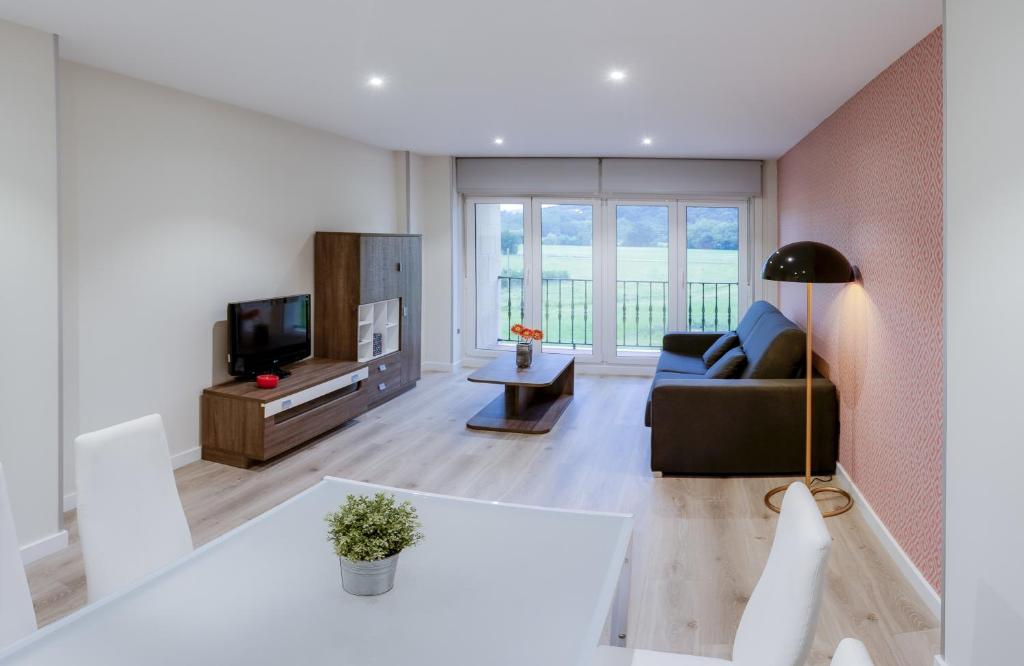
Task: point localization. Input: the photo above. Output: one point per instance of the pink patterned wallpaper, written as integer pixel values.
(868, 181)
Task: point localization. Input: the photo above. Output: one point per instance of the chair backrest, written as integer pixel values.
(129, 513)
(17, 618)
(778, 623)
(851, 653)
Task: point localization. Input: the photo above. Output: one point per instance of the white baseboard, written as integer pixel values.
(903, 562)
(434, 366)
(45, 546)
(184, 457)
(177, 460)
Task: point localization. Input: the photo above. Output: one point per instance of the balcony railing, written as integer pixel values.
(641, 309)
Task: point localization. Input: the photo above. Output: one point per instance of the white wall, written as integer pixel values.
(766, 232)
(174, 206)
(430, 214)
(984, 531)
(29, 281)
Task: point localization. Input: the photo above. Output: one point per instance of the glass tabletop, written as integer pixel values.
(492, 583)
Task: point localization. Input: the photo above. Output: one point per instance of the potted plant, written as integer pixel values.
(524, 347)
(368, 534)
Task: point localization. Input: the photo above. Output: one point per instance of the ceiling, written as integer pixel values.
(704, 78)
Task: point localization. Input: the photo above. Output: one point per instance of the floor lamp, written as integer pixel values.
(809, 262)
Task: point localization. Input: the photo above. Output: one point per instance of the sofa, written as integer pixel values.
(747, 425)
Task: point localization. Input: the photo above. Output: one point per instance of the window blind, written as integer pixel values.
(607, 176)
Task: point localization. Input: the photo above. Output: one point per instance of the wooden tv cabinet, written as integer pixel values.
(244, 424)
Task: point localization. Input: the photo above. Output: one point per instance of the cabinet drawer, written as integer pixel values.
(292, 427)
(383, 385)
(384, 365)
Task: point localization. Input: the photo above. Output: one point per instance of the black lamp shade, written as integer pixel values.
(808, 261)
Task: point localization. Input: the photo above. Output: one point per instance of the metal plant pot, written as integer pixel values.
(369, 578)
(523, 355)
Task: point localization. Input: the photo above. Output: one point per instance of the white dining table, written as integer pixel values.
(492, 584)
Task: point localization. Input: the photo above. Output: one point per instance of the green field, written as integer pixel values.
(641, 293)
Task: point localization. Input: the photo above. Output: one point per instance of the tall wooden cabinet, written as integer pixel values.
(358, 268)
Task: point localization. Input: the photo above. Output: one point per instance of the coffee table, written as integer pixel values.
(534, 399)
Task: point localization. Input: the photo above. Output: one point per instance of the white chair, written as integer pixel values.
(130, 518)
(851, 653)
(778, 623)
(17, 618)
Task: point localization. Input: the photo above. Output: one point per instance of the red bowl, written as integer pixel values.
(266, 381)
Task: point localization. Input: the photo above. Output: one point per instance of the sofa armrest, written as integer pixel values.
(726, 426)
(693, 343)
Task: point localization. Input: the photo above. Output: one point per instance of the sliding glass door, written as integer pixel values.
(604, 280)
(566, 293)
(499, 233)
(643, 290)
(714, 265)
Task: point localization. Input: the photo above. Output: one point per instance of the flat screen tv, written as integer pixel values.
(263, 335)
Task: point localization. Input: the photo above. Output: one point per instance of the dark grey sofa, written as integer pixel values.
(750, 425)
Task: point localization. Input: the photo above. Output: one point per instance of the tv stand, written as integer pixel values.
(244, 424)
(272, 370)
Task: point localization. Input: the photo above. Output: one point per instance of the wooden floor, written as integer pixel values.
(698, 548)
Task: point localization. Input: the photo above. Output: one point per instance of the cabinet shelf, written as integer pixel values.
(382, 319)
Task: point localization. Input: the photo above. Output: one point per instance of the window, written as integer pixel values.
(642, 287)
(605, 280)
(500, 242)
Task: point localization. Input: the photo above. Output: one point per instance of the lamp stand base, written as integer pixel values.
(815, 491)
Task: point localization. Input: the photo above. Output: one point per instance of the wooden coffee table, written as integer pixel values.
(534, 399)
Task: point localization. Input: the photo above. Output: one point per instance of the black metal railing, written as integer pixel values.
(641, 309)
(712, 305)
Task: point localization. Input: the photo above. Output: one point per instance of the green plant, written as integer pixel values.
(366, 528)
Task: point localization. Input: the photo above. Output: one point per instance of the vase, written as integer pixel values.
(368, 578)
(523, 354)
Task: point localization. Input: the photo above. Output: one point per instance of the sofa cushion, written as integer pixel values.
(681, 363)
(719, 347)
(728, 366)
(774, 348)
(753, 316)
(665, 374)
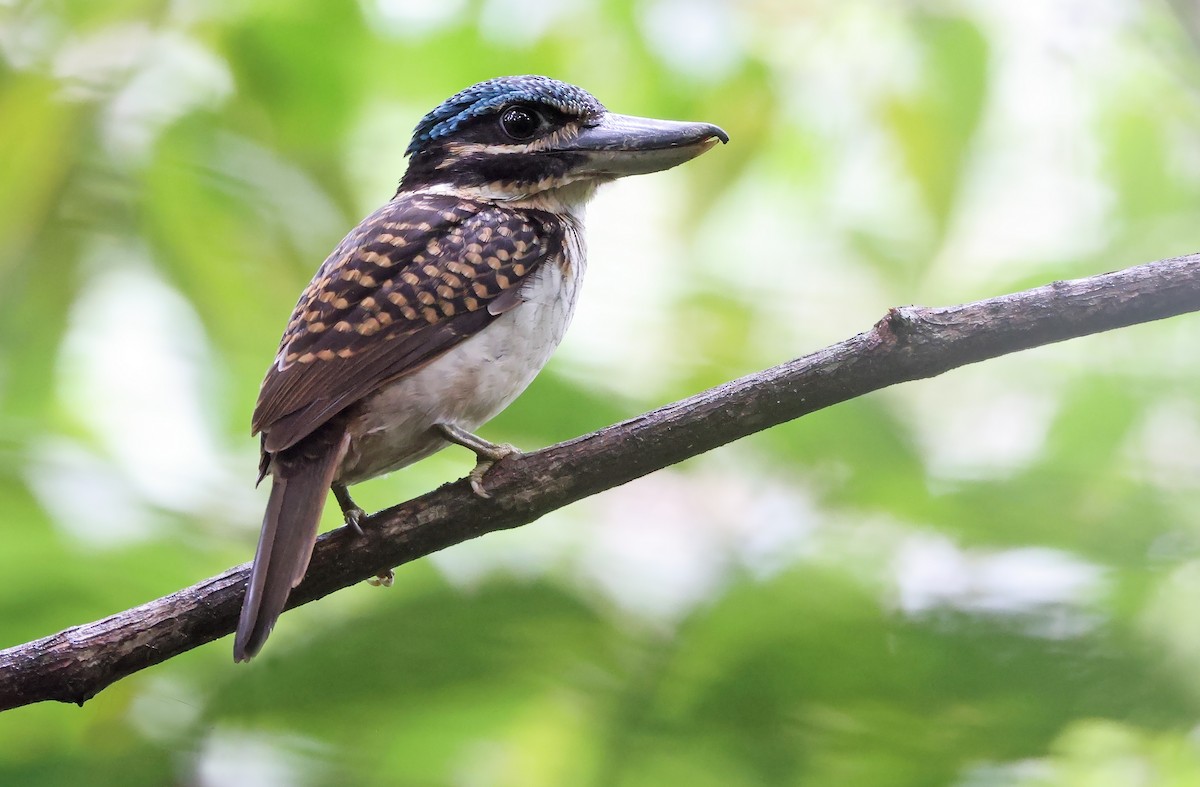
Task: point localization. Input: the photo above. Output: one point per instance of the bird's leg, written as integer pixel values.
(352, 512)
(487, 454)
(354, 515)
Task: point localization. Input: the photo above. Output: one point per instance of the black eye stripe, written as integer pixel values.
(520, 122)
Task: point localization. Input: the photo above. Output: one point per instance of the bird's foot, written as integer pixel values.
(352, 512)
(486, 452)
(383, 580)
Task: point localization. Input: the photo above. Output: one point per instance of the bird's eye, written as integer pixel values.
(520, 122)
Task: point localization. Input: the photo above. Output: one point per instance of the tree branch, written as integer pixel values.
(909, 343)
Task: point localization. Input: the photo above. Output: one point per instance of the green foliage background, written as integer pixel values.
(989, 578)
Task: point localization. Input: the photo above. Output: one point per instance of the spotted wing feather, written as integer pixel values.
(415, 278)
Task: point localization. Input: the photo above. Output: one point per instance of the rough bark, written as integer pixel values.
(909, 343)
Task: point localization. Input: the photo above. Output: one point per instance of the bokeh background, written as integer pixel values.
(987, 578)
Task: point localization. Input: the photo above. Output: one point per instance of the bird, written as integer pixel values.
(438, 310)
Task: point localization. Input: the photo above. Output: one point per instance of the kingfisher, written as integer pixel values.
(438, 308)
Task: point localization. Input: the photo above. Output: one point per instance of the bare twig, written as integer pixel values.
(909, 343)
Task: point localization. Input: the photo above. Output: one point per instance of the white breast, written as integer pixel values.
(472, 383)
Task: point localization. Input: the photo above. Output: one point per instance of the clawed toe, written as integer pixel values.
(383, 580)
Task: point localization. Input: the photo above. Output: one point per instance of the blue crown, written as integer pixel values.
(489, 96)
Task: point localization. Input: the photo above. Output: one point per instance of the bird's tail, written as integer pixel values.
(300, 480)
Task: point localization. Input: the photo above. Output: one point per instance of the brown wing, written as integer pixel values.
(408, 283)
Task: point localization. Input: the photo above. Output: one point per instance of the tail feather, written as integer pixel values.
(300, 482)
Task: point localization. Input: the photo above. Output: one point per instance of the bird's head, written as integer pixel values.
(519, 137)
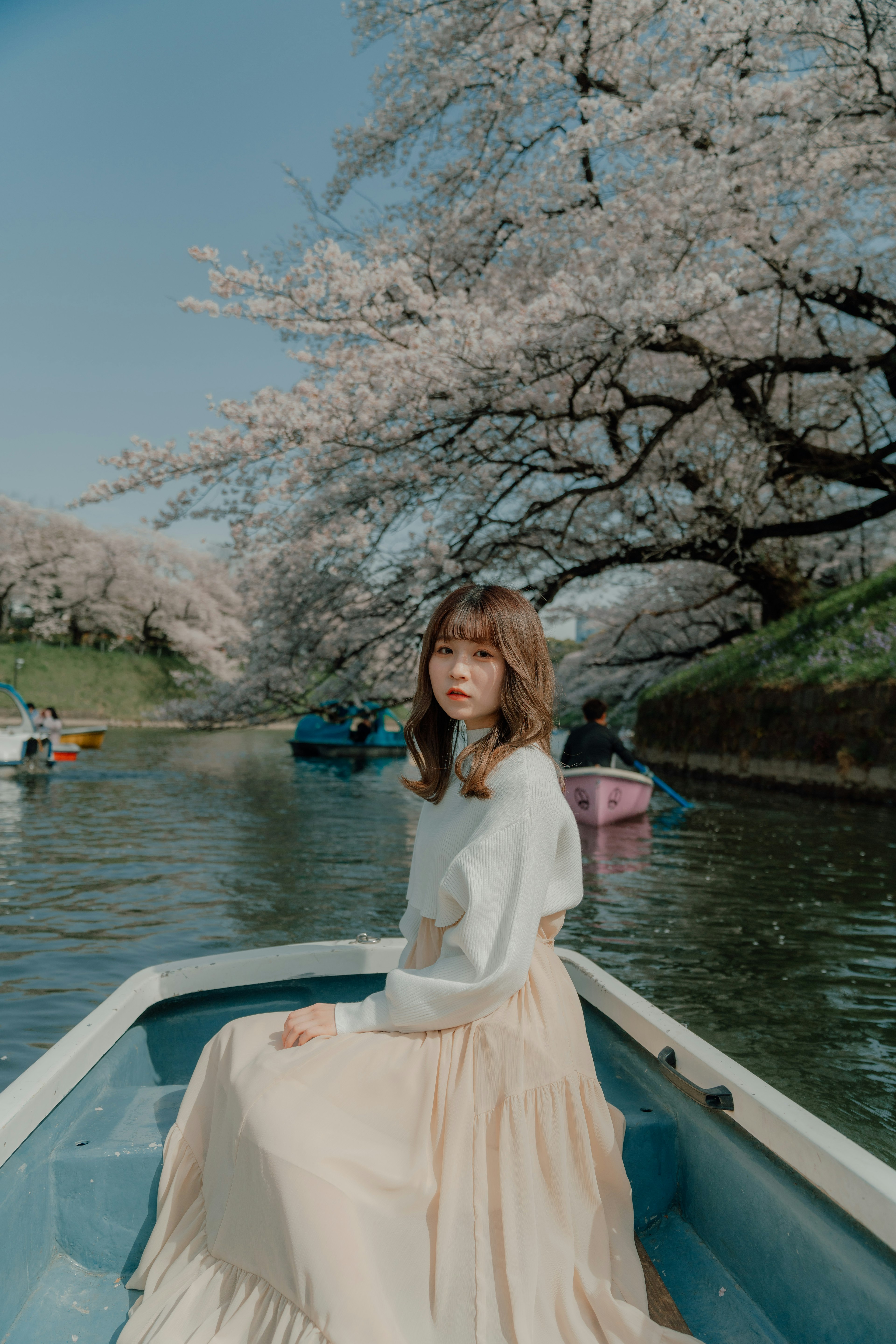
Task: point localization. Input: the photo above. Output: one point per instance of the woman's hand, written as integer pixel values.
(305, 1023)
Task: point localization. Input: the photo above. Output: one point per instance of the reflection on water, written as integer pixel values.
(624, 847)
(766, 923)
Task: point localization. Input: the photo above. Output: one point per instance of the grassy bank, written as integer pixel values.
(88, 685)
(846, 639)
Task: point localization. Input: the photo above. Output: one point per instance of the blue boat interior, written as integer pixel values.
(750, 1253)
(334, 726)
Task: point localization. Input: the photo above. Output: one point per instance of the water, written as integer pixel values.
(763, 921)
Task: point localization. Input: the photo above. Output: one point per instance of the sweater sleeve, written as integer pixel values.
(496, 889)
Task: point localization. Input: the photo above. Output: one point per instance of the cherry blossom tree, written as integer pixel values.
(87, 586)
(639, 311)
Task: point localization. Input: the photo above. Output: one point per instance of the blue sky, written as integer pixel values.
(133, 130)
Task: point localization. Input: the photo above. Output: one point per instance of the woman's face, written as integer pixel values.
(467, 681)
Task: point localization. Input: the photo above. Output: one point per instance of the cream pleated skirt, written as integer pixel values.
(444, 1187)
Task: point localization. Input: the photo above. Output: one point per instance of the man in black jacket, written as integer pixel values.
(594, 742)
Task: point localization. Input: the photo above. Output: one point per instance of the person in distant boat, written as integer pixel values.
(52, 725)
(436, 1164)
(594, 742)
(362, 728)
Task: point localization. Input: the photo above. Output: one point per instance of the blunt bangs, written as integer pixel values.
(468, 621)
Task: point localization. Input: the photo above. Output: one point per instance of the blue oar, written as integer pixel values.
(664, 787)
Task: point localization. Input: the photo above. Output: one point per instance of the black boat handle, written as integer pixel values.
(717, 1099)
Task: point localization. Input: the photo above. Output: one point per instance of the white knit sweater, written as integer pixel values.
(486, 871)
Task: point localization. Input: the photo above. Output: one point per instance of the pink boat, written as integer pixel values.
(600, 795)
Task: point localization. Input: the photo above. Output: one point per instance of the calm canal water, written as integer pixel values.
(763, 921)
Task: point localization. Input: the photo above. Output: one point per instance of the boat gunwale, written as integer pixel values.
(608, 772)
(854, 1179)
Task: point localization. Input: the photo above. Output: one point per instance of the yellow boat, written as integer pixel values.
(85, 736)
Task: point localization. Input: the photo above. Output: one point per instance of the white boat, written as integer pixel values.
(21, 742)
(758, 1222)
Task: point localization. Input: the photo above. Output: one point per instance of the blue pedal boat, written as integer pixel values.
(342, 730)
(758, 1222)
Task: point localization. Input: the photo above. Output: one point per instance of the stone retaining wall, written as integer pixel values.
(812, 738)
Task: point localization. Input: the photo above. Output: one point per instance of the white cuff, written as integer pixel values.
(369, 1015)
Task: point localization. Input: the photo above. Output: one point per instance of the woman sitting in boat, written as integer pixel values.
(437, 1163)
(594, 742)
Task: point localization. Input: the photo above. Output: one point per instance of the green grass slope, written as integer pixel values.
(89, 685)
(844, 639)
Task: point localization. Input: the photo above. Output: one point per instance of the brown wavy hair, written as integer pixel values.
(504, 619)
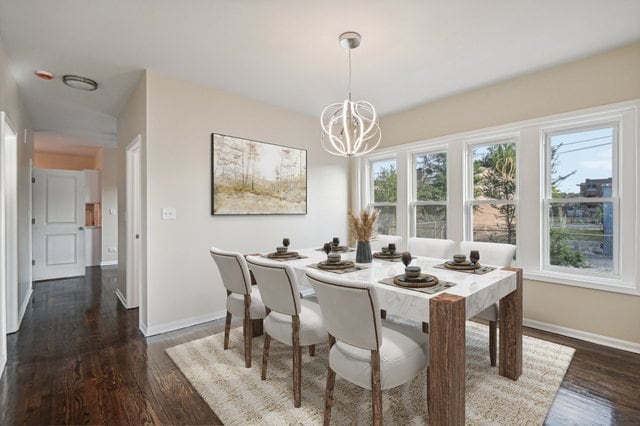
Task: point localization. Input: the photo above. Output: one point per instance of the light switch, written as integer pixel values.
(168, 213)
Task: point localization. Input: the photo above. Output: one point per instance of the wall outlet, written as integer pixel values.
(168, 213)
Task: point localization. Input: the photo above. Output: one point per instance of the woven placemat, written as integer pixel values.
(442, 285)
(337, 271)
(480, 271)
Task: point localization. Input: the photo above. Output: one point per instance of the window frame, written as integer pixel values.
(548, 200)
(413, 188)
(470, 200)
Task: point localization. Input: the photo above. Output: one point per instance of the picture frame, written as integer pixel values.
(250, 177)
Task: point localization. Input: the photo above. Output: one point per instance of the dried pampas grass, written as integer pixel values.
(363, 226)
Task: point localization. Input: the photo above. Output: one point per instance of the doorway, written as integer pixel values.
(134, 267)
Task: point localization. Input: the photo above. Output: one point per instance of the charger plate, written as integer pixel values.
(425, 280)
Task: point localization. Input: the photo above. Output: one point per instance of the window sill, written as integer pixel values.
(592, 283)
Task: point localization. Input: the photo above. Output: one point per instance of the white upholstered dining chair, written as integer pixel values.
(291, 320)
(431, 247)
(242, 300)
(383, 240)
(364, 349)
(495, 254)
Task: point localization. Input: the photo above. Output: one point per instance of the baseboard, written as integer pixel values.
(121, 298)
(176, 325)
(599, 339)
(24, 306)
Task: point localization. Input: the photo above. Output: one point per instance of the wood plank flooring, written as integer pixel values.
(80, 359)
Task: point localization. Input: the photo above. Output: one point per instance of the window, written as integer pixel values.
(429, 206)
(384, 196)
(580, 200)
(493, 192)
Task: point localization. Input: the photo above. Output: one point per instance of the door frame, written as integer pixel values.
(9, 257)
(134, 251)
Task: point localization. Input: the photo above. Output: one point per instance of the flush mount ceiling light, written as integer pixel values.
(350, 128)
(78, 82)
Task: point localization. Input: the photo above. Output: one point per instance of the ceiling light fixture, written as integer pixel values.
(78, 82)
(350, 128)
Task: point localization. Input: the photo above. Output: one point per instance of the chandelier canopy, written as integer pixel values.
(350, 128)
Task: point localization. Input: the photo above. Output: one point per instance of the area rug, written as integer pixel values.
(238, 396)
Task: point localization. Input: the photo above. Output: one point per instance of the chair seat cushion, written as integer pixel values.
(403, 354)
(312, 329)
(235, 305)
(489, 314)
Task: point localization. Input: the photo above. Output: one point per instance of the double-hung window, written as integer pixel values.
(429, 205)
(384, 194)
(580, 202)
(493, 192)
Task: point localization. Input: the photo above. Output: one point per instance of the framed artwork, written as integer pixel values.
(256, 178)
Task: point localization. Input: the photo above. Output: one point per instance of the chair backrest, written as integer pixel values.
(233, 270)
(431, 247)
(383, 240)
(350, 310)
(277, 283)
(490, 253)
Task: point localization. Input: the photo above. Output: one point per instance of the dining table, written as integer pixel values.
(442, 315)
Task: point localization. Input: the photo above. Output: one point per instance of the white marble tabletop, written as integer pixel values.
(480, 291)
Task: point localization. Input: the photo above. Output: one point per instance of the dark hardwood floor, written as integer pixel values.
(80, 359)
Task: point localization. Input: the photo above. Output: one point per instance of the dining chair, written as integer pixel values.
(291, 320)
(496, 254)
(383, 240)
(365, 350)
(242, 300)
(431, 247)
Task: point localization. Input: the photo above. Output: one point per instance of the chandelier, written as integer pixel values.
(350, 128)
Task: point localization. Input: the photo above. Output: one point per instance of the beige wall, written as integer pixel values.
(108, 163)
(609, 77)
(49, 160)
(11, 104)
(132, 122)
(183, 284)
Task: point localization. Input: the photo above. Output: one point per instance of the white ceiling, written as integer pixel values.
(285, 52)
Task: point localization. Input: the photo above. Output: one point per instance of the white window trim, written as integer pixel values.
(531, 134)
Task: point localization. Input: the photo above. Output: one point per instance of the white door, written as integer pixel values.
(58, 230)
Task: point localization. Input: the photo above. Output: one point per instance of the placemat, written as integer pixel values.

◆ GIVEN REQUEST
Give back exactly the lines from the one containing "artwork, written as integer pixel values." to the end of the material, both ends included.

◆ PROBLEM SOLUTION
Task: point localization. Input: the photo above. Output: one point per instance of the framed artwork, written as integer pixel values.
(256, 178)
Task: point localization. Input: the photo above. Output: one point per instance of the chair backrest, written as integer pixel values.
(233, 270)
(431, 247)
(383, 240)
(350, 310)
(277, 283)
(490, 253)
Task: point localization. Input: the photo above. Output: one point per instance of the dining table, written as integer pixel values.
(442, 315)
Task: point localization. Input: the photo above. Output: one point per instance of the white marble tabletop, written as integer pixel values.
(480, 291)
Task: point localization. Input: the photo above. Output: one point per instance of the dark hardwood floor, written as integer pixel values.
(80, 359)
Task: point localization. Input: the photo above. Output: one point per instance of the dining chair, written as integer pixel values.
(291, 320)
(496, 254)
(383, 240)
(365, 350)
(242, 300)
(431, 247)
Task: point localization. Input: the photo above. Output: one point per instance of the chandelier, written as integer pixel values.
(350, 128)
Task: point localization. Input: the photo above. Output: one point per instance of the beige wall, written as integer pixel values.
(108, 163)
(609, 77)
(49, 160)
(11, 104)
(132, 122)
(183, 284)
Task: point localization. Input: the photo above. Output: one point per instance of the white ceiling, written as integer pixel values.
(285, 52)
Task: point localization. Input: the photo above. Output: one point per instance of the white window trim, written as integer pixel values.
(531, 134)
Task: point localization. Input: the photo above. Output: one point per instance of the white door, written as integer pixel values.
(58, 230)
Task: point localization. Input: the photo above. Output: one point per instance of the placemat, written as integer pixel values.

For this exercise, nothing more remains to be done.